Though the entries hold pictures, only their text should be duplicated, exactly and in full.

Top of EXERCISE DATA

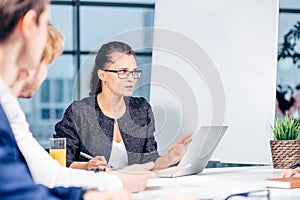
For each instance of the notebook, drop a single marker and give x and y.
(288, 183)
(203, 145)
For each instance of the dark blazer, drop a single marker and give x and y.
(15, 179)
(88, 130)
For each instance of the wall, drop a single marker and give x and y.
(214, 62)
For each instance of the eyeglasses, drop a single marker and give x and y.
(123, 73)
(255, 195)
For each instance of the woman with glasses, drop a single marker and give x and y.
(110, 125)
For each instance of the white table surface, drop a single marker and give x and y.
(216, 183)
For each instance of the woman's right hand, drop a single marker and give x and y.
(96, 162)
(289, 173)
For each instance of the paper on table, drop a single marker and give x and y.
(170, 170)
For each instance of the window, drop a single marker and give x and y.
(86, 25)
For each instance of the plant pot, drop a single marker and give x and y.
(285, 153)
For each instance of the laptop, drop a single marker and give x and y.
(195, 159)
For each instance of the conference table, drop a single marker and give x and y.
(216, 183)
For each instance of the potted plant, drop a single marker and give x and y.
(285, 147)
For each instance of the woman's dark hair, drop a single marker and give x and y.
(11, 11)
(106, 56)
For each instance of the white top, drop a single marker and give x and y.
(118, 157)
(44, 169)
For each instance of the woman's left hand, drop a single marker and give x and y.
(174, 153)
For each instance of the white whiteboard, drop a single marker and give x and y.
(214, 62)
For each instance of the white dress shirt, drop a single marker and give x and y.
(118, 157)
(44, 169)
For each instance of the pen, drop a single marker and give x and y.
(91, 157)
(86, 155)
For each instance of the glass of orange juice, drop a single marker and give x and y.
(58, 150)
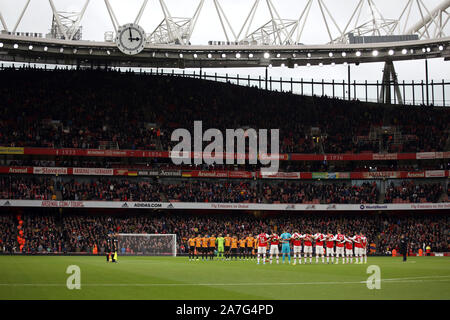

Bottom of EXERCISE DATA

#### SOLUTION TO THIS TASK:
For each instance of the notebook, drop a single marker and give x and y.
(288, 183)
(203, 145)
For each instance of the dark blazer, drop a single marker and give x and y.
(15, 179)
(88, 130)
For each instance of the wall, drop a single marker and give x and y.
(214, 62)
For each instance of the eyeglasses, drop a single marker and give x and y.
(123, 73)
(255, 195)
For each instance of the woman with glasses, drop a single marker and give x and y.
(110, 125)
For each instance of the white table surface, drop a single marker and give x and y.
(216, 183)
For each instance of the woman's right hand, drop a single marker and give x and y.
(96, 162)
(289, 173)
For each instance of the paper on table, drop a single marker and give x and y.
(170, 170)
For each instance of the window, drop a single marker and give x and y.
(86, 25)
For each instance of the plant pot, drop a single marker and give x and y.
(285, 153)
For each instance of the laptop, drop a single marker and give x and y.
(195, 159)
For each instance of the conference table, drop a single marker and give x and y.
(216, 183)
For each instance of the potted plant, drop a single marker and give x and y.
(285, 147)
For each instance of the woman's dark hair, drop a single marker and give x and y.
(11, 11)
(106, 56)
For each instance of the white top, drop a single marker and give x and y.
(118, 157)
(44, 169)
For each instance of the woman's left hand, drop a single marker and give x and y.
(174, 153)
For each instance of the white whiteboard, drop a single marker and give x and y.
(214, 62)
For each instance of the white dress shirt, drop a single marker and give x and y.
(118, 157)
(44, 169)
For each instance of the pen, drop a single marker and give x and y.
(91, 157)
(86, 155)
For each instance of the glass of orange juice, drop a single marker and give x and y.
(58, 150)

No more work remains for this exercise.